__Prompt__
Keep only those lines of the records that include the string "below".
*** Dataset entries ***
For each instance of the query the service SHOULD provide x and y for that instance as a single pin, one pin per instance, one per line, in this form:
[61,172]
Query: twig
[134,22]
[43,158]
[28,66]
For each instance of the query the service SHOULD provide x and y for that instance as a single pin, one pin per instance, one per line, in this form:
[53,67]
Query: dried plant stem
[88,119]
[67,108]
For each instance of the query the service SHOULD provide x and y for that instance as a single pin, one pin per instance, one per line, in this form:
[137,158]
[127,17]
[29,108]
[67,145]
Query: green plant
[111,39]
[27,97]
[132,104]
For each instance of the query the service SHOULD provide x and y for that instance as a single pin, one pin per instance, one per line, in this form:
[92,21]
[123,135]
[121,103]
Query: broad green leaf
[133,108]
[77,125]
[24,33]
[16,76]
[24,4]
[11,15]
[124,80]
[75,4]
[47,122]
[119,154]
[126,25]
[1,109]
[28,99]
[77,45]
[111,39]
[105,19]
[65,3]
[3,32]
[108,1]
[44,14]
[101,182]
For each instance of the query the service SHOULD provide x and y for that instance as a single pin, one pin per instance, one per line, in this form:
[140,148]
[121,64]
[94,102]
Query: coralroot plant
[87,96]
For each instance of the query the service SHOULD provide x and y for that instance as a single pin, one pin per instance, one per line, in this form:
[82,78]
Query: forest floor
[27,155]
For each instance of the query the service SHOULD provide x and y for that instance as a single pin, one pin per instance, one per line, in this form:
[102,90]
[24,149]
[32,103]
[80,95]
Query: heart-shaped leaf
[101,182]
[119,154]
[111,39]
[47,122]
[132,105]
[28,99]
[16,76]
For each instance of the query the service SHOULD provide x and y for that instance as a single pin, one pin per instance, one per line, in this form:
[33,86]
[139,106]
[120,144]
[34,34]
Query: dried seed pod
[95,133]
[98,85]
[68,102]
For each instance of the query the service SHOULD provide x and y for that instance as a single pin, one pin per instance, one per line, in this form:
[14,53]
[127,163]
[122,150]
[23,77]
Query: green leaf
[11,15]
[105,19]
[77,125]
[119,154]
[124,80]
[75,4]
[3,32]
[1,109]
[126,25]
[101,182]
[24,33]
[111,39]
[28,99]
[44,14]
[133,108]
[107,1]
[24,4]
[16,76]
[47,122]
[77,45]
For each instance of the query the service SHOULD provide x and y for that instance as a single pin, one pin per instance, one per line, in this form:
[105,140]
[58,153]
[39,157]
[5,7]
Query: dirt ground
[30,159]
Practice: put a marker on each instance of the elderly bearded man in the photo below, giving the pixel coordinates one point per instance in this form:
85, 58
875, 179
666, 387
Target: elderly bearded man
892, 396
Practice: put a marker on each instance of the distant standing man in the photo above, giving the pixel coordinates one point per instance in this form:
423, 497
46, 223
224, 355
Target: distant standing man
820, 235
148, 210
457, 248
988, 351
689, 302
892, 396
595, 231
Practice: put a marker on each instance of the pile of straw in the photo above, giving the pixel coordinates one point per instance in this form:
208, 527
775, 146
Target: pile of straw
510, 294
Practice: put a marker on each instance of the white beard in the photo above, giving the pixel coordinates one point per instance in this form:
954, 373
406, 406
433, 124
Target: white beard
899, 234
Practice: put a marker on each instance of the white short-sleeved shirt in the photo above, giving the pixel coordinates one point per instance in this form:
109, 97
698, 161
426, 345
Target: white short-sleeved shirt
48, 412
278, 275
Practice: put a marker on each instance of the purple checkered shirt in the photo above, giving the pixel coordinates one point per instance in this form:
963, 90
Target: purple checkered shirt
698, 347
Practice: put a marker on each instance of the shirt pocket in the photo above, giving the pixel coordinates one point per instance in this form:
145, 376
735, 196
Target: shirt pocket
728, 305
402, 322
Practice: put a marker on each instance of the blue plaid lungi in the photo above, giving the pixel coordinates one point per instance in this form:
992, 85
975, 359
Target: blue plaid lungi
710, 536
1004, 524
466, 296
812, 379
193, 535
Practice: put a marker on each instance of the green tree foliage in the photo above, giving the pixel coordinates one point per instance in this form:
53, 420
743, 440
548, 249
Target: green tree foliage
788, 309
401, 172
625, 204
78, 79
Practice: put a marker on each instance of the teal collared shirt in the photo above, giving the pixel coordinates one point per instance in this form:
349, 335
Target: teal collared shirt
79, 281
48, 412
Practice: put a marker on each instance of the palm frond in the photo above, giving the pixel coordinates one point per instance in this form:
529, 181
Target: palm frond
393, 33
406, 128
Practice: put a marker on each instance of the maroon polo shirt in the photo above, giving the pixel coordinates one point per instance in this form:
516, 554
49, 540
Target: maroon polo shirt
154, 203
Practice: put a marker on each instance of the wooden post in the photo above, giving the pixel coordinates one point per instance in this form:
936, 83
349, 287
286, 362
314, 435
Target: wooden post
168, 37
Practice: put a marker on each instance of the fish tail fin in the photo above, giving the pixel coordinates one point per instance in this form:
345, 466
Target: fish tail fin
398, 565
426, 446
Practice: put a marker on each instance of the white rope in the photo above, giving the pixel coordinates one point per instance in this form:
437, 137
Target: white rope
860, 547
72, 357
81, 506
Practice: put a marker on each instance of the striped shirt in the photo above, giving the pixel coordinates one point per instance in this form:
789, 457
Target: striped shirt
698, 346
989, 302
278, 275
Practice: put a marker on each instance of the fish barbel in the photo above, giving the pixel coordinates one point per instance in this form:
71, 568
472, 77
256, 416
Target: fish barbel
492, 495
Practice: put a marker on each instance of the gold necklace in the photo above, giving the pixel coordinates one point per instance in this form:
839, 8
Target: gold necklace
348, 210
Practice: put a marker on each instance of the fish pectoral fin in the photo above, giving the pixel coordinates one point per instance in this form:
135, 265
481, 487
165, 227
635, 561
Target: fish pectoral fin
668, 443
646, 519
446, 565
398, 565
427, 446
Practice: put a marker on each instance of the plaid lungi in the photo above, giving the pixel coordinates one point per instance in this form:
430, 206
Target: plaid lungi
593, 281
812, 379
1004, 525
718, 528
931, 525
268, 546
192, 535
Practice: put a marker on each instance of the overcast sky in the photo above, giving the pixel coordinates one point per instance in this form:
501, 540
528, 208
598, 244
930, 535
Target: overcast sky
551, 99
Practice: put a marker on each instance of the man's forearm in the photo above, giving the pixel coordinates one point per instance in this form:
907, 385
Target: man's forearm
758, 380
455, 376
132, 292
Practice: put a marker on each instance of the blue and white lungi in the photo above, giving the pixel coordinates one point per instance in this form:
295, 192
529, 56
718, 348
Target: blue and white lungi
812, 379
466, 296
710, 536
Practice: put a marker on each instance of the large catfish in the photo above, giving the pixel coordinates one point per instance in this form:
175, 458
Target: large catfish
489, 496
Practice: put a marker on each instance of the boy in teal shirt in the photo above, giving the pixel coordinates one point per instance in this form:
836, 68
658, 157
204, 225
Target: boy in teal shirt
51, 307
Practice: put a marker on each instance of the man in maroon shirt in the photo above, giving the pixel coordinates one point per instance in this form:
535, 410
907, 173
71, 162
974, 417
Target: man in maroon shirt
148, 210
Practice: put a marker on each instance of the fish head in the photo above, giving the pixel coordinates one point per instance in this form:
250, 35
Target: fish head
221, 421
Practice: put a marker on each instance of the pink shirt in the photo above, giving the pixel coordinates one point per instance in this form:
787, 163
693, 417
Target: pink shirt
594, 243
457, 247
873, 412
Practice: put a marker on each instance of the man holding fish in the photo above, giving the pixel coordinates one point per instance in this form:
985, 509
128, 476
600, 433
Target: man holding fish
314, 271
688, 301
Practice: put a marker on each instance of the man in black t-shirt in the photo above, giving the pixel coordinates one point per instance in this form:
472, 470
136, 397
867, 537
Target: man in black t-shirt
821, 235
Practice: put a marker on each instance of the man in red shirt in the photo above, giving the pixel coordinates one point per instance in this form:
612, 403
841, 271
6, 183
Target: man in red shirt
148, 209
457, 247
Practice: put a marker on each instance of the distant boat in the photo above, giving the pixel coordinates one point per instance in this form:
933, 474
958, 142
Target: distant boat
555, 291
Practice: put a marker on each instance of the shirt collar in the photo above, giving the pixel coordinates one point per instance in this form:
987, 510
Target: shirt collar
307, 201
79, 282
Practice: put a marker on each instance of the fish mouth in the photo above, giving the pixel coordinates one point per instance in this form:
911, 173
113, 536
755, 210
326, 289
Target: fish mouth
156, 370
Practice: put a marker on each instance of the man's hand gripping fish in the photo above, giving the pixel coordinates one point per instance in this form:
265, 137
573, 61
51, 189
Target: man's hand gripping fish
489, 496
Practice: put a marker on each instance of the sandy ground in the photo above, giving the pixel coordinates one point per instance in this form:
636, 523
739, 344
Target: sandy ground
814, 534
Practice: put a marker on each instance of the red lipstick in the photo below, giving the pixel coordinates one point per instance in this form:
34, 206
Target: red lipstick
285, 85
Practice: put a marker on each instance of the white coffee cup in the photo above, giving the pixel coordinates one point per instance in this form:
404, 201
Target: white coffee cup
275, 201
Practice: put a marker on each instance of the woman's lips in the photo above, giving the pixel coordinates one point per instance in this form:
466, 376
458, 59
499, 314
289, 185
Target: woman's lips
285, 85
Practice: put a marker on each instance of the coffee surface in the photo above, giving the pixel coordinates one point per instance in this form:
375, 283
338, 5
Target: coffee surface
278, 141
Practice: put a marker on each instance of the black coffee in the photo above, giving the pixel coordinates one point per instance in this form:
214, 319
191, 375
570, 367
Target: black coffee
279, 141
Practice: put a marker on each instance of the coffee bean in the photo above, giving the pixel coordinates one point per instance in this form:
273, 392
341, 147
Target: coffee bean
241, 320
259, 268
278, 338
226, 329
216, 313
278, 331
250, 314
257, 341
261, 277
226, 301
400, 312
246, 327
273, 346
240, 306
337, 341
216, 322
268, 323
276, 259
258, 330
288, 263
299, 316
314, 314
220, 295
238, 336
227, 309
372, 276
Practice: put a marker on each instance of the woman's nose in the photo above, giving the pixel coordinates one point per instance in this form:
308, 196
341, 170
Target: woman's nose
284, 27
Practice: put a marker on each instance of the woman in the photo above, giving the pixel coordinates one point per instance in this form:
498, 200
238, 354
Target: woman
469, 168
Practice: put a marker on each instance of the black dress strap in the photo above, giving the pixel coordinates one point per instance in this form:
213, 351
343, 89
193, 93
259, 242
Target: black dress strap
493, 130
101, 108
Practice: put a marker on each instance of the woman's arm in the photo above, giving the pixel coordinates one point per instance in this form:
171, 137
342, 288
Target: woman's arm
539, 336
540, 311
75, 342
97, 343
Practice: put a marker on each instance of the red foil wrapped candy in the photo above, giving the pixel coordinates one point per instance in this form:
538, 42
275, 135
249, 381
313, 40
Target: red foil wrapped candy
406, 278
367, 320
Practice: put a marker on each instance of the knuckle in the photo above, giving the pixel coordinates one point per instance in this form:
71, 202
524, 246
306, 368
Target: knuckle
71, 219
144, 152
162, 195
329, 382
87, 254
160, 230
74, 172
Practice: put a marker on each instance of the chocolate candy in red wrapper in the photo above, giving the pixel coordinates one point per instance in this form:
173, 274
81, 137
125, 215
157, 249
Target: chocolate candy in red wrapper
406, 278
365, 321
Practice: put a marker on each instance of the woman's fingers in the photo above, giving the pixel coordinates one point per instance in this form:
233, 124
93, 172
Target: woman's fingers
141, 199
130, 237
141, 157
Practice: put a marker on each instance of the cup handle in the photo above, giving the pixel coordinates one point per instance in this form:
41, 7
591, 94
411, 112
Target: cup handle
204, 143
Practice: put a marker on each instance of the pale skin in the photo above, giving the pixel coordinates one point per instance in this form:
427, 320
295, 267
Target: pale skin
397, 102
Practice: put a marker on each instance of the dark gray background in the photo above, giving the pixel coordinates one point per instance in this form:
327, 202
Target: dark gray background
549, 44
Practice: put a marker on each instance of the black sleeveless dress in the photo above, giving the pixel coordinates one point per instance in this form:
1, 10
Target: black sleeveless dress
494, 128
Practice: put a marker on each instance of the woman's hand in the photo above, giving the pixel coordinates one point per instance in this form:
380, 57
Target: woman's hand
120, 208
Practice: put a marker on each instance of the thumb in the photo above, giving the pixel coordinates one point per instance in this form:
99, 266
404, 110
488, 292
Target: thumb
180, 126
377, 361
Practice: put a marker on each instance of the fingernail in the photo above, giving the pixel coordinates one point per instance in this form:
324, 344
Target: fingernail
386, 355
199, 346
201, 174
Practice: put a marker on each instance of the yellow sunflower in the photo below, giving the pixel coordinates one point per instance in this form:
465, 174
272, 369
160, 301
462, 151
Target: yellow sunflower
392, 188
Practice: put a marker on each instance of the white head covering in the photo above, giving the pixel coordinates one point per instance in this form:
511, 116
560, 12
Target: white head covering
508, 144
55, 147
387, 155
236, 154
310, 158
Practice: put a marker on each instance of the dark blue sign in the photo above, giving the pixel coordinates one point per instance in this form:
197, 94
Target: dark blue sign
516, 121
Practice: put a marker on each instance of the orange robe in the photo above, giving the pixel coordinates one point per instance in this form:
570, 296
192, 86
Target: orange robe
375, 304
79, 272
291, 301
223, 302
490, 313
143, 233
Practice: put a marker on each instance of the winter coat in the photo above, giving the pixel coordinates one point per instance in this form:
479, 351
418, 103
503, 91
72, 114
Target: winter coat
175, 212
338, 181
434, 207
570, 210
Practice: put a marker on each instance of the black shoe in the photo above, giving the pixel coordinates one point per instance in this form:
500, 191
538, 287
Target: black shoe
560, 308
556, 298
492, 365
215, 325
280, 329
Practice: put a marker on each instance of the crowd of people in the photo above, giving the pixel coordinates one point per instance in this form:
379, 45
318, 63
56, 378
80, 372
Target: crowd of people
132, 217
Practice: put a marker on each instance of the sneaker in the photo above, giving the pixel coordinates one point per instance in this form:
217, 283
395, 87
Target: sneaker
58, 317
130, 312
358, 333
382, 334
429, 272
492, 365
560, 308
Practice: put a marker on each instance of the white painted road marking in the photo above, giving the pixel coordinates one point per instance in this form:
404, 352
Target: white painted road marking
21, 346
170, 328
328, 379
*** End of Dataset entries ***
__Task output__
Practice: put a marker on each instance of the elderly bearded man in the photo below, giving the pixel coordinates one point per instance in this form:
Practice: put a marker on each instance of the red lipstick in the photo below, giving the pixel coordinates one point per instance in this form:
Practice: put a marker on each instance of the yellow sunflower in the photo below, giving the pixel coordinates one point per instance in this form:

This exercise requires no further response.